**DIRECTIONS:** Reproduce all of the data below, substituting "following this format" for every occurrence of "using this sample" and leaving everything else unchanged.

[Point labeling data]
═══
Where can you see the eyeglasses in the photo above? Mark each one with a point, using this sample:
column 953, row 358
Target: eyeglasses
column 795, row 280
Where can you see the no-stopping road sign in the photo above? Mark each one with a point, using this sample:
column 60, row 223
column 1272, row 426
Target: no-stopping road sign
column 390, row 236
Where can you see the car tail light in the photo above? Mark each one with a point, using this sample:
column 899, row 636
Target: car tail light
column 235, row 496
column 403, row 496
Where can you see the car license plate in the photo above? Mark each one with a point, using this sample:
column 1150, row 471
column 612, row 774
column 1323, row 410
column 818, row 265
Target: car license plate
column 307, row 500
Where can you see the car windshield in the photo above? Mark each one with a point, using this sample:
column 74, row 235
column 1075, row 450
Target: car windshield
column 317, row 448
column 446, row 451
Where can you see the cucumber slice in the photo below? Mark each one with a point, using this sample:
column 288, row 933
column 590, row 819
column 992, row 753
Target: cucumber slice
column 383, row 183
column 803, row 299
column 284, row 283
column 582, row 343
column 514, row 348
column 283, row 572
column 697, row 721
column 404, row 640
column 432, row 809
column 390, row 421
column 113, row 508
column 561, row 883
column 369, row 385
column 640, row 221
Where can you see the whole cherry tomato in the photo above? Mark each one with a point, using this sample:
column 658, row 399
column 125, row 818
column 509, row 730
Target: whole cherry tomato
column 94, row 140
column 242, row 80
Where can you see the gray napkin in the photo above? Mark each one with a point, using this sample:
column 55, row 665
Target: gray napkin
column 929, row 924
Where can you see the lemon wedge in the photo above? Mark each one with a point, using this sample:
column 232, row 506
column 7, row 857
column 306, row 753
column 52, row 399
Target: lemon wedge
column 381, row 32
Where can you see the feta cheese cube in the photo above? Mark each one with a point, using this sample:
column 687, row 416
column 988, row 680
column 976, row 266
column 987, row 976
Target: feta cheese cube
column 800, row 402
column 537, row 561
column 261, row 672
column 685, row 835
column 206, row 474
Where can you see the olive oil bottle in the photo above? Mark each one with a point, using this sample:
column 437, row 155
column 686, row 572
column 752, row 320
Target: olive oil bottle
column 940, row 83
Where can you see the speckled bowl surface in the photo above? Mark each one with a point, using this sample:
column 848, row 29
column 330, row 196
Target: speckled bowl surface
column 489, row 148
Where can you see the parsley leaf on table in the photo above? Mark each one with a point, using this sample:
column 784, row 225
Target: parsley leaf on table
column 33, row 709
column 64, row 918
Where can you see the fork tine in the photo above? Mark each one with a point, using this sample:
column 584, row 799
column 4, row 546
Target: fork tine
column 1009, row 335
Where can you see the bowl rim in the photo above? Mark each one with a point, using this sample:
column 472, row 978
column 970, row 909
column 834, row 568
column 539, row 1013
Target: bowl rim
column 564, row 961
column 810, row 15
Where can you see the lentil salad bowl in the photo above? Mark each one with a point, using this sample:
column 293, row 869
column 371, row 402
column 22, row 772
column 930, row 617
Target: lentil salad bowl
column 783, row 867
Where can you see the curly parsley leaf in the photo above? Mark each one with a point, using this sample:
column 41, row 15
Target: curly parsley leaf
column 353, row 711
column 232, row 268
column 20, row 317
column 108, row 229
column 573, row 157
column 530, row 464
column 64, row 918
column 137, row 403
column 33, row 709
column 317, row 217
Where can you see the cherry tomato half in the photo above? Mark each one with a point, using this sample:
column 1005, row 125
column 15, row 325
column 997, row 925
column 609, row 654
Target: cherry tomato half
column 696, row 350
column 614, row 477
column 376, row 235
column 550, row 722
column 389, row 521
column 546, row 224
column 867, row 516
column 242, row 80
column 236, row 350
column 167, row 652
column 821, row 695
═══
**SOLUTION TO THIS EXERCISE:**
Where can you see the eyeglasses in the photo above? Mark each one with a point, following this format:
column 953, row 358
Target: eyeglasses
column 795, row 280
Where can you see the no-stopping road sign in the photo above? Mark each one with a point, following this format:
column 60, row 223
column 1272, row 426
Target: no-stopping road sign
column 390, row 236
Where can you see the car tail light in the photo above? Mark each one with a point, following this format:
column 899, row 636
Target: car tail light
column 235, row 496
column 403, row 496
Where can you see the car license plate in the photo above? Mark each one with a point, following this format:
column 1150, row 471
column 612, row 774
column 1323, row 410
column 818, row 265
Target: car license plate
column 307, row 500
Where can you see the car windshield in the photo above? Mark each one with a point, following this format:
column 74, row 235
column 1075, row 450
Target: car windshield
column 317, row 448
column 446, row 451
Where can you see the cucumber slice in the photo below? Mark each one with a point, following this format:
column 288, row 933
column 590, row 819
column 992, row 753
Target: cucumber slice
column 383, row 183
column 803, row 299
column 284, row 283
column 582, row 343
column 514, row 348
column 283, row 572
column 697, row 721
column 404, row 640
column 432, row 809
column 390, row 421
column 113, row 508
column 561, row 883
column 369, row 385
column 640, row 221
Where can you see the whole cherry tomato in the photo above? Mark each one with a point, following this format:
column 658, row 399
column 125, row 818
column 509, row 730
Target: whole cherry tomato
column 94, row 140
column 242, row 80
Where can you see the gray napkin in the photo above? Mark each one with a point, following this format:
column 55, row 665
Target: gray napkin
column 929, row 924
Where can you see the lemon wedge in the photo above? Mark each one with a point, following this format:
column 232, row 506
column 7, row 857
column 306, row 753
column 52, row 399
Target: lemon wedge
column 381, row 32
Where can you see the feta cheese cube in the photo above? Mark each one with a point, following this format:
column 687, row 416
column 988, row 680
column 976, row 266
column 987, row 976
Target: feta cheese cube
column 800, row 402
column 537, row 561
column 261, row 672
column 685, row 835
column 206, row 474
Where can you see the olive oil bottle in the photo above? Mark each one with a point, following this format:
column 437, row 155
column 686, row 572
column 752, row 320
Target: olive oil bottle
column 940, row 83
Where can you see the speckled bowl surface in the photo above? Mark each one with a point, following this format:
column 848, row 29
column 330, row 196
Target: speckled bowl surface
column 489, row 148
Where can you see the parsley leaf on table in the photo above? Mark each one with a point, following this format:
column 784, row 225
Target: parsley leaf on table
column 33, row 709
column 64, row 918
Where can you see the fork tine in the photo above? Mark each one with a point, following this format:
column 584, row 799
column 4, row 546
Target: fork tine
column 1009, row 335
Where can you see the bowl rim in the photo above? Mark each one with a point, following this format:
column 472, row 978
column 970, row 909
column 834, row 568
column 539, row 1013
Target: bowl rim
column 564, row 961
column 810, row 15
Where can you see the lentil salad bowl in the photo above? Mark each one with a point, following this format:
column 293, row 869
column 371, row 402
column 22, row 772
column 930, row 617
Target: lentil salad bowl
column 783, row 867
Where can you see the curly parsley leaf in the photo above? Mark each one with a point, following this format:
column 41, row 15
Target: curly parsley leaf
column 353, row 711
column 232, row 268
column 20, row 317
column 108, row 229
column 573, row 157
column 530, row 464
column 64, row 918
column 137, row 403
column 33, row 709
column 317, row 217
Where can you see the cherry tomato half in the photo above? Mark each one with a point, following this format:
column 1005, row 125
column 15, row 325
column 997, row 925
column 609, row 654
Target: cherry tomato half
column 696, row 350
column 614, row 477
column 376, row 235
column 550, row 722
column 389, row 521
column 546, row 224
column 867, row 516
column 242, row 80
column 236, row 350
column 167, row 652
column 821, row 695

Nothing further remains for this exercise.